## Exercise prompt
The material below contains a line with "Query: person with gray hair" and a line with "Every instance of the seated". Copy exactly those two lines and all lines between them.

'''

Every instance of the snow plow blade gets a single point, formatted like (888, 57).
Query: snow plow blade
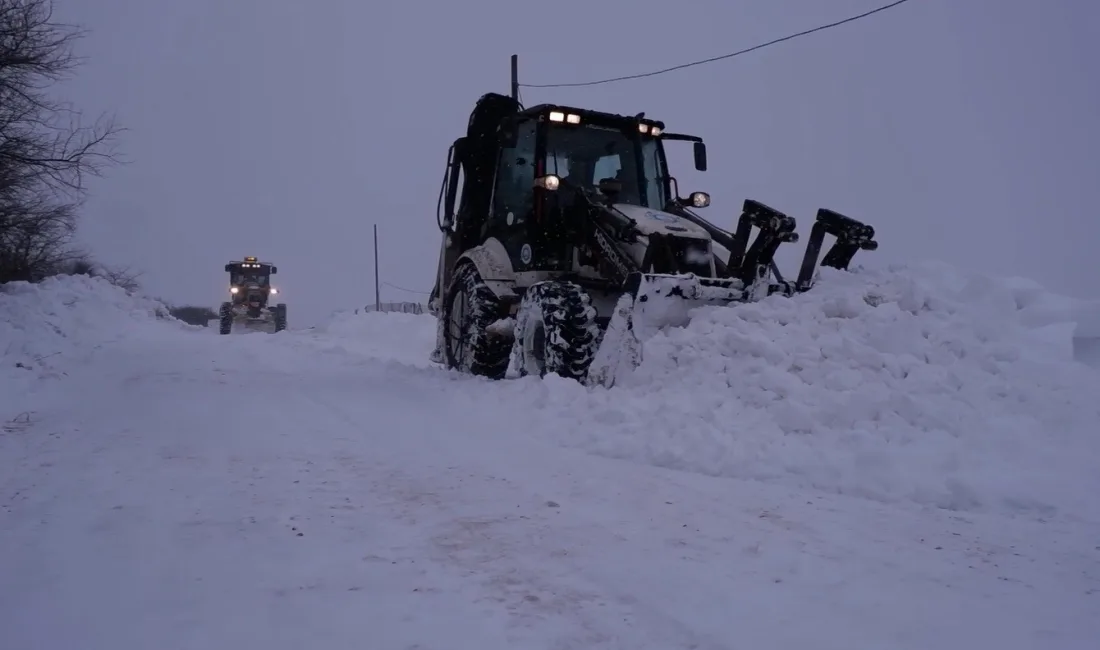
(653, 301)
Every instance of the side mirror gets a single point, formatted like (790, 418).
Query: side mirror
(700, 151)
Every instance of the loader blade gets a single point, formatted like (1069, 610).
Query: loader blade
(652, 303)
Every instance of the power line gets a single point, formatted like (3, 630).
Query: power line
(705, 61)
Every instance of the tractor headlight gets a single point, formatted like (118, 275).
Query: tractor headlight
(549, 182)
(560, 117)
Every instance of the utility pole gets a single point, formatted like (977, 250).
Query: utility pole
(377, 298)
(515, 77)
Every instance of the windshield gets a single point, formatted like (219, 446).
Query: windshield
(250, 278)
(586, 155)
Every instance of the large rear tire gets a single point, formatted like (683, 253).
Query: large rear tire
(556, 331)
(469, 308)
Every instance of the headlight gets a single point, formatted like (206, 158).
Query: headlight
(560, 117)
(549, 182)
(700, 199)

'''
'''

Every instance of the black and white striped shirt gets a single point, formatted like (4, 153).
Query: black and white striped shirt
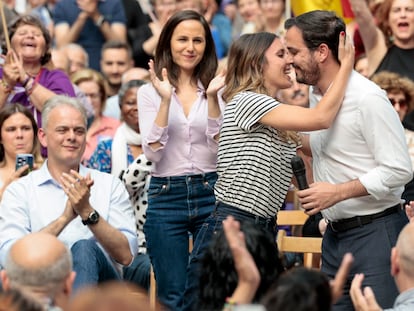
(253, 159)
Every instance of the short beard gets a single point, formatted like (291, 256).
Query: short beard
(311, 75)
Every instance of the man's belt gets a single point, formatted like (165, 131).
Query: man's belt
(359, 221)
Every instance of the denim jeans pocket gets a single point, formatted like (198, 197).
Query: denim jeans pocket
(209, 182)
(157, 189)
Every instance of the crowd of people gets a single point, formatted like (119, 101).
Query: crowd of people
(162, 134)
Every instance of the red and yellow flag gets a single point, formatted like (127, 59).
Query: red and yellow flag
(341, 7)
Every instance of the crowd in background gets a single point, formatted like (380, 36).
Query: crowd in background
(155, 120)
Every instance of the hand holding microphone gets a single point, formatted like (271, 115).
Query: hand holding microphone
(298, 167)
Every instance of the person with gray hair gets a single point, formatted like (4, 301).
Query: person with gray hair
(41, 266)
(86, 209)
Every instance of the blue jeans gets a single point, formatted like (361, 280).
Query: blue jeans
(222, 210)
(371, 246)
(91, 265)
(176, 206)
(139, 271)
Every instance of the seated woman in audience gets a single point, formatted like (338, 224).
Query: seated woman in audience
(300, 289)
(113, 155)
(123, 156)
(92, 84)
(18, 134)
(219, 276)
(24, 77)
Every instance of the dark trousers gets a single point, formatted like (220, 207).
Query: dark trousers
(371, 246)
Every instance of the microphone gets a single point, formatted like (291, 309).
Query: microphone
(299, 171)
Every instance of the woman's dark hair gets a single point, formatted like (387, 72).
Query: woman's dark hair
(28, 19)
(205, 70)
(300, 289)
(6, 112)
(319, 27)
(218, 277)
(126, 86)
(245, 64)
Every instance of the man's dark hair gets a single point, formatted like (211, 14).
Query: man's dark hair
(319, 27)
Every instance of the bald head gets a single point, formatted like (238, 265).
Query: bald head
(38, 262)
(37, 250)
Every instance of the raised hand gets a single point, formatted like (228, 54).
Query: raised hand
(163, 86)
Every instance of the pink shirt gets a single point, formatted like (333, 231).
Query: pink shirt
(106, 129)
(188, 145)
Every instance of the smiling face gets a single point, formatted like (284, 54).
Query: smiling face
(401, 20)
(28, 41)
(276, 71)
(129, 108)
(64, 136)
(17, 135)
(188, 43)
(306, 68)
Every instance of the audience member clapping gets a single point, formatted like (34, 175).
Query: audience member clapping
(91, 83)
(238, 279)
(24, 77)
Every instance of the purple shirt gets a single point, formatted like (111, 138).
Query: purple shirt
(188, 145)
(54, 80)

'''

## Final answer
Query: person with gray hair
(41, 266)
(86, 209)
Every instance of the blue jeans gets a single point, formatted like (361, 280).
Query: blue jeans
(222, 210)
(371, 246)
(91, 265)
(176, 206)
(139, 271)
Every instance of the seated woman in audience gets a single point, formatted like (338, 224).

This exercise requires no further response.